▶ Problem statement
In the forum thread about Utrogestan and Cyclogest, by how many weeks of pregnancy should the placenta take over?

# Utrogestan and Cyclogest



## moonpig68 (Apr 15, 2013)

Hi

I'm currently 8+6 weeks pregnant with twins following IVF treatment - we used a Spanish clinic. The clinic prescribed 800mg of Utrogestan daily until 9 weeks and then half the dosage for a week, stopping completely at 10 weeks. I had some problems and was scanned at the hospital where the twins were discovered. The nurse at the hospital who scanned me said they would normally have me on progesterone support for until 12 weeks. I did try contacting the clinic about this almost a week ago but they haven't responded. So I went to see my GP today and he has prescribed me Cyclogest despite me repeatedly telling him that I was using Utrogestan.

So my question is, are they the same? Is it ok to just stop one then start the other, or should I do a phased transition?

Thanks


----------



## Mistletoe (Holly) (Jan 1, 2007)

You would need to speak to the doctor with regards to product choice. They are both vaginal progesterone, so I doubt it would make much difference. Each doctor has a preference.

I was on cyclogest until 12 weeks pregnancy 3 times a day and weaned off by 13-14 weeks in all my pregnancies.

Some clinics stop earlier. The placenta should take over by 10-12 weeks. Again this is a prescribing decision.


----------

Stored data:
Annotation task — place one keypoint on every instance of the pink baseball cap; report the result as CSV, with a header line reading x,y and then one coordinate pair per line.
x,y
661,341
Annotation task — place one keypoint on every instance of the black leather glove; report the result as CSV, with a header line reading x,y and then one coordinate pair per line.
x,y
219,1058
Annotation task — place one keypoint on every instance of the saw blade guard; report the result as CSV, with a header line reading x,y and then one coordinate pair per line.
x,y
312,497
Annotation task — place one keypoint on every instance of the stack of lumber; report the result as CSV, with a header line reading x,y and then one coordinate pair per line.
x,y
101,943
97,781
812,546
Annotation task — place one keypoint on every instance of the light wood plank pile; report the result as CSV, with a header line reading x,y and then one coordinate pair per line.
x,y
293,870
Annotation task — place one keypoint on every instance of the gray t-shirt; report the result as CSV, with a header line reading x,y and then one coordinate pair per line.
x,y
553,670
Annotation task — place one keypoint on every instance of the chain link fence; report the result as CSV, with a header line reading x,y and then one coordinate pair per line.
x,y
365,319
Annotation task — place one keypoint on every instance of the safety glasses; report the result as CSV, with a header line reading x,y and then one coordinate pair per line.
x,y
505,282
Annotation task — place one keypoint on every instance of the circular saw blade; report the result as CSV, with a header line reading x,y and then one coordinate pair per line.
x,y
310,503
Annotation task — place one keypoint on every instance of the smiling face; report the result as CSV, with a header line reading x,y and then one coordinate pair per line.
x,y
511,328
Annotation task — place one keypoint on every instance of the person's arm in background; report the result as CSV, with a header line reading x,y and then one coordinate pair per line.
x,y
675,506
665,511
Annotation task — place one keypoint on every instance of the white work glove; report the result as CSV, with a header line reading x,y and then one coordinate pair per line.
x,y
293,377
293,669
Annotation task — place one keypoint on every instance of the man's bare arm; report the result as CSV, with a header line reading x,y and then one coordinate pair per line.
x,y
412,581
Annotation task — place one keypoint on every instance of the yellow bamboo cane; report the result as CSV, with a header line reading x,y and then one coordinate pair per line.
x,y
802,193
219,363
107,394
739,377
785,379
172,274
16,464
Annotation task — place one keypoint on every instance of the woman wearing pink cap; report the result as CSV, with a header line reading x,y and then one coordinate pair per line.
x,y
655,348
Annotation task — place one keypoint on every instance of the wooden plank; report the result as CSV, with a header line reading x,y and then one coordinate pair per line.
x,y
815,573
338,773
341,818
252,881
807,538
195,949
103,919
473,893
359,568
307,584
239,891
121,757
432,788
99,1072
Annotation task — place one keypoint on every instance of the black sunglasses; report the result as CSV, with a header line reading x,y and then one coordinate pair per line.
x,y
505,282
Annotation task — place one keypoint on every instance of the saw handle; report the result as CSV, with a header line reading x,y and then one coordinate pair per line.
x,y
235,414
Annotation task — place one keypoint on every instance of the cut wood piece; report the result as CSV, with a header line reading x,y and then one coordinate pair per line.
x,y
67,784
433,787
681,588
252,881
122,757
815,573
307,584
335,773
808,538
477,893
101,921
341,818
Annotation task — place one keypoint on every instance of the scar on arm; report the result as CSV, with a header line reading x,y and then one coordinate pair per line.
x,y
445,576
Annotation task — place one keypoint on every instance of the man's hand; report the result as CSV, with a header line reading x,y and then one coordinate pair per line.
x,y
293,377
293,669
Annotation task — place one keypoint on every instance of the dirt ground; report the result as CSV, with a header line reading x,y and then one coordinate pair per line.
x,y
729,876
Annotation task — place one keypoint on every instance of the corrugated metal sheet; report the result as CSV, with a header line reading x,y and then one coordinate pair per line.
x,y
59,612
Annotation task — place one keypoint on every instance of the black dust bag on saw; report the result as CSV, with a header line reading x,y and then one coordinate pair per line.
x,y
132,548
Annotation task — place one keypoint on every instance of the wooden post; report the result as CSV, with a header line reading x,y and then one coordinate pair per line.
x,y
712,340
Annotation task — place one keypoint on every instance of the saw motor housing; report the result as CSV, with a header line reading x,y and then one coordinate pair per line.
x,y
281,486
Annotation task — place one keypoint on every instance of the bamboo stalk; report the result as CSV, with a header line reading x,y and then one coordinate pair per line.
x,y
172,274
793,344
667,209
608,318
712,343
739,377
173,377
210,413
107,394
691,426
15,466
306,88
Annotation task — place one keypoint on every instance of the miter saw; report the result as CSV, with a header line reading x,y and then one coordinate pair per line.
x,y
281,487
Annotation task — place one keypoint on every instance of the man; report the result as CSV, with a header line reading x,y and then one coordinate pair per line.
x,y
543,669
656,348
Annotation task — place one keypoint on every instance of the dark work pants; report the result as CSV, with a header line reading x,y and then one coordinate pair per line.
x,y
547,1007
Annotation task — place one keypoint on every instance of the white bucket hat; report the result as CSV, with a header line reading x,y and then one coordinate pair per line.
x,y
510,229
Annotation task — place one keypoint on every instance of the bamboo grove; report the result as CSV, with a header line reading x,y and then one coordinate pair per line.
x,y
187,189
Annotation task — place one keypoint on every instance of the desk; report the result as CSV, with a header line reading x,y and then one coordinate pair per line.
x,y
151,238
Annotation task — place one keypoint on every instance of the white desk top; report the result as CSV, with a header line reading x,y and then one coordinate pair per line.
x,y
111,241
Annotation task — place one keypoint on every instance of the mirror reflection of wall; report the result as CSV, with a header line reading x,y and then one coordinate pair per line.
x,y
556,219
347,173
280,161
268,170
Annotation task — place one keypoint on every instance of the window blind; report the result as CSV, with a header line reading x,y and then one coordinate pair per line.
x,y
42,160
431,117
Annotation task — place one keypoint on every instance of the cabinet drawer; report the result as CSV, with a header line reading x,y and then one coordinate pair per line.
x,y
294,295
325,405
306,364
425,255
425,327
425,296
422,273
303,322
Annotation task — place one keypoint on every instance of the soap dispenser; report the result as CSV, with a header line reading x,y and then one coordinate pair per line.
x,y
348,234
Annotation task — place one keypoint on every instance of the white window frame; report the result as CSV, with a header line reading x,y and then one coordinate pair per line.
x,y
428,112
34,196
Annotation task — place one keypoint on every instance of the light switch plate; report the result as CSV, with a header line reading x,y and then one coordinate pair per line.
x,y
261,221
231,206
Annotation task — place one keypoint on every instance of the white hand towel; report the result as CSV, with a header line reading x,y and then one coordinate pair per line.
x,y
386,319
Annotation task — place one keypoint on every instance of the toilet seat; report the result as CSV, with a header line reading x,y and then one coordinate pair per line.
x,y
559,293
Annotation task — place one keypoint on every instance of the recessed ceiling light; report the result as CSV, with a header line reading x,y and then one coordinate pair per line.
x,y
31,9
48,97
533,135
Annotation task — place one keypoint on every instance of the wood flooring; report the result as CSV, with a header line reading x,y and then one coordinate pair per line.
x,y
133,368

▶ Solution
By 10-12 weeks.